▶ _Provided passage_:
:::

5.3 Substring Search
This section under major construction.
Searching in long strings - online.
This website is a great resource for exact string searching algorithms.
High-performance pattern matching in Java for general string searching, searching with wildcards, and searching with character classes.
Program Brute.java is
brute force string search.
Essentially equivalent to
SystemSearch.java.
Rabin-Karp.
Program RabinKarp.java implements the Rabin-Karp randomized fingerprint algorithm.Knuth-Morris-Pratt.
Program KMP.java is Knuth-Morris-Pratt algorithm. KMPplus.java is an improved version that takes time and space proportional to M + N (independent of the alphabet size R).Boyer-Moore.
Program BoyerMoore.java implements the bad-character rule part of the Boyer-Moore algorithm. It does not implement the strong good suffix rule.Intrusion detection systems.
Need very fast string searching since these are deployed at choke points of networks. Application
Q+A
Exercises
- Design a brute-force substring search algorithm that scans the pattern from right to left.
- Show the trace of the brute-force algorithm in the style of figure XYZ
for the following pattern and text strings.
- AAAAAAAB; AAAAAAAAAAAAAAAAAAAAAAAAB
- ABABABAB; ABABABABAABABABABAAAAAAAA
- Determine the KMP DFA for the following pattern strings.
- AAAAAAAB
- AACAAAB
- ABABABAB
- ABAABAAABAAAB
- ABAABCABAABCB
- Suppose that the pattern and text are random strings over an alphabet of size R >= 2. Show that the expected number of character compares is (N - M + 1) (1 - R^-M) / (1 - R^-1) <= 2 (N - M + 1).
- Construct an example where the Boyer-Moore algorithm (with only the bad character rule) performls poorly.

:::

Dataset rows on where objects appear:
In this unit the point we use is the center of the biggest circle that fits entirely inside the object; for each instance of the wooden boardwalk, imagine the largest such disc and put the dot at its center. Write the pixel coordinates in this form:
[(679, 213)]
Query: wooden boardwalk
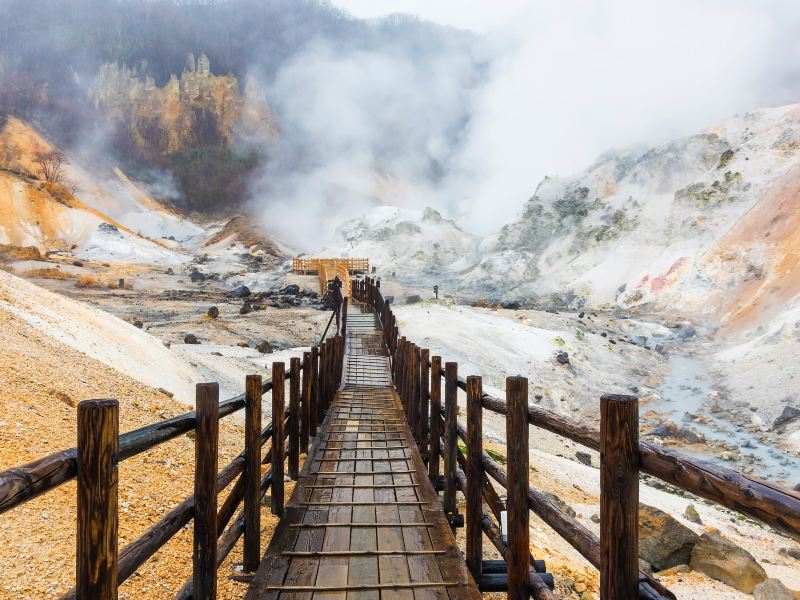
[(363, 522)]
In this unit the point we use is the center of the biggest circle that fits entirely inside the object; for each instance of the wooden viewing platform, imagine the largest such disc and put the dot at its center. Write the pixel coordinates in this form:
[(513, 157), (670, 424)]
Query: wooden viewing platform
[(364, 516), (379, 417), (329, 269)]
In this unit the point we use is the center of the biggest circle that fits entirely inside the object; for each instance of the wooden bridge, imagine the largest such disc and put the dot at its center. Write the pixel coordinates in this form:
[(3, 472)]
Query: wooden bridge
[(329, 269), (365, 519)]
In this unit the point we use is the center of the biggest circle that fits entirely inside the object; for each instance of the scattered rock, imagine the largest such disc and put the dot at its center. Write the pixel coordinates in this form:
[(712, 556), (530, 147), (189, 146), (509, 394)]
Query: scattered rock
[(241, 292), (671, 430), (724, 561), (789, 414), (692, 514), (663, 541), (644, 566), (772, 589), (676, 570), (196, 276)]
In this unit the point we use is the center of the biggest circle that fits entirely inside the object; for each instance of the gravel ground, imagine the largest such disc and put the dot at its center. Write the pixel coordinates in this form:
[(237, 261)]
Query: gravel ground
[(41, 380)]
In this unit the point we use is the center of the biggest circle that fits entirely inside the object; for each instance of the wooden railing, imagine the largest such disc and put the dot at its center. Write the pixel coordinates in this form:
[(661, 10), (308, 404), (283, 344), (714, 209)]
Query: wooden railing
[(330, 268), (100, 568), (306, 265), (418, 378)]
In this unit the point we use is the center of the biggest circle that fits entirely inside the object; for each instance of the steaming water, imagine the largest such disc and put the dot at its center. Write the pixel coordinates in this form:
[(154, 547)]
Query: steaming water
[(686, 390)]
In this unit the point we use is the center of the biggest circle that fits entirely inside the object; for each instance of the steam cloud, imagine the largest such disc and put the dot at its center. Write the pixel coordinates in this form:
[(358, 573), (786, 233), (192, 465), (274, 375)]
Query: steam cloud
[(472, 134)]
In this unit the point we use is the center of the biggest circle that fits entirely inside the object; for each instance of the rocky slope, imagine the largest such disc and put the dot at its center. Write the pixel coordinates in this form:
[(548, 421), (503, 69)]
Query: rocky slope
[(701, 225), (416, 245), (92, 211)]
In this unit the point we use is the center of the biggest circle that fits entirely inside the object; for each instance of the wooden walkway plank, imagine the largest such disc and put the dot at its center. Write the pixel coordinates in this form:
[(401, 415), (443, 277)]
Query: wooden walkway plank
[(363, 488)]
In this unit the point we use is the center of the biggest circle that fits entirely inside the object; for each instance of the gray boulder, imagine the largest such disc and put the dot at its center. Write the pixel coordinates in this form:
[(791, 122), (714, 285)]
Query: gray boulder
[(724, 561), (291, 289), (241, 292), (663, 541), (692, 514), (789, 414)]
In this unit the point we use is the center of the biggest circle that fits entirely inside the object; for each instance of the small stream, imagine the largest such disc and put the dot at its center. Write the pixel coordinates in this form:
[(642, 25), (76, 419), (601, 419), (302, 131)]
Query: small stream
[(685, 391)]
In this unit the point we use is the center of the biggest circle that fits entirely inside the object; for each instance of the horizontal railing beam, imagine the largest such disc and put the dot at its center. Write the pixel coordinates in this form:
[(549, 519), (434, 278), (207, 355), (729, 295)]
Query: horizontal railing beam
[(771, 504), (23, 483)]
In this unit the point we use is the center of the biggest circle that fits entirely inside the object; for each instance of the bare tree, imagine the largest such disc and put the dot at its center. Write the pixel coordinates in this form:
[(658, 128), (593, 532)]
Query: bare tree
[(51, 165)]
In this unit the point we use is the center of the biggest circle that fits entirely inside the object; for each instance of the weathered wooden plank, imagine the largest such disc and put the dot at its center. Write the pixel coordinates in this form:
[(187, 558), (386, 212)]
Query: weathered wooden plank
[(204, 556), (252, 474), (474, 475), (619, 497), (97, 519), (450, 445), (278, 389), (518, 516), (774, 505)]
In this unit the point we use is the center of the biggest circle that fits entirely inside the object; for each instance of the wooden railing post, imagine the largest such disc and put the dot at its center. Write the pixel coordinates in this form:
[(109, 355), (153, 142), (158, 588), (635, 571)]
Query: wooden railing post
[(436, 409), (413, 396), (619, 497), (517, 556), (204, 557), (344, 315), (424, 398), (305, 411), (312, 405), (278, 385), (324, 380), (98, 449), (450, 439), (252, 473), (294, 418), (399, 375), (474, 476)]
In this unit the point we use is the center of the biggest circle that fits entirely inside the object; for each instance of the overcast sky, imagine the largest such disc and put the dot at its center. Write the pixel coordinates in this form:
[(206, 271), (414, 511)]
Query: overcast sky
[(571, 79)]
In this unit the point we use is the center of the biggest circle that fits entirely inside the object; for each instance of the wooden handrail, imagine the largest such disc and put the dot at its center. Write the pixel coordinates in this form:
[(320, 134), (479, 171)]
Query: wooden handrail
[(106, 568), (23, 483), (776, 506)]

:::

▶ _Given task 1_:
Answer these questions from the substring search page:
(a) Which program implements the Rabin-Karp randomized fingerprint algorithm?
(b) Which rule of the Boyer-Moore algorithm does BoyerMoore.java leave out?
(c) Where are intrusion detection systems deployed?
▶ _Given task 2_:
Could you rewrite the listing lines as a JSON list of strings, one string per line, covering everything from the line containing "of the horizontal" down to the line containing "[(51, 165)]"?
The substring search page and the listing have no connection to each other.

▶ _Full solution 1_:
(a) RabinKarp.java
(b) The strong good suffix rule
(c) At choke points of networks

▶ _Full solution 2_:
[
  "In this unit the point we use is the center of the biggest circle that fits entirely inside the object; for each instance of the horizontal railing beam, imagine the largest such disc and put the dot at its center. Write the pixel coordinates in this form:",
  "[(549, 519), (434, 278), (207, 355), (729, 295)]",
  "Query: horizontal railing beam",
  "[(771, 504), (23, 483)]",
  "In this unit the point we use is the center of the biggest circle that fits entirely inside the object; for each instance of the bare tree, imagine the largest such disc and put the dot at its center. Write the pixel coordinates in this form:",
  "[(658, 128), (593, 532)]",
  "Query: bare tree",
  "[(51, 165)]"
]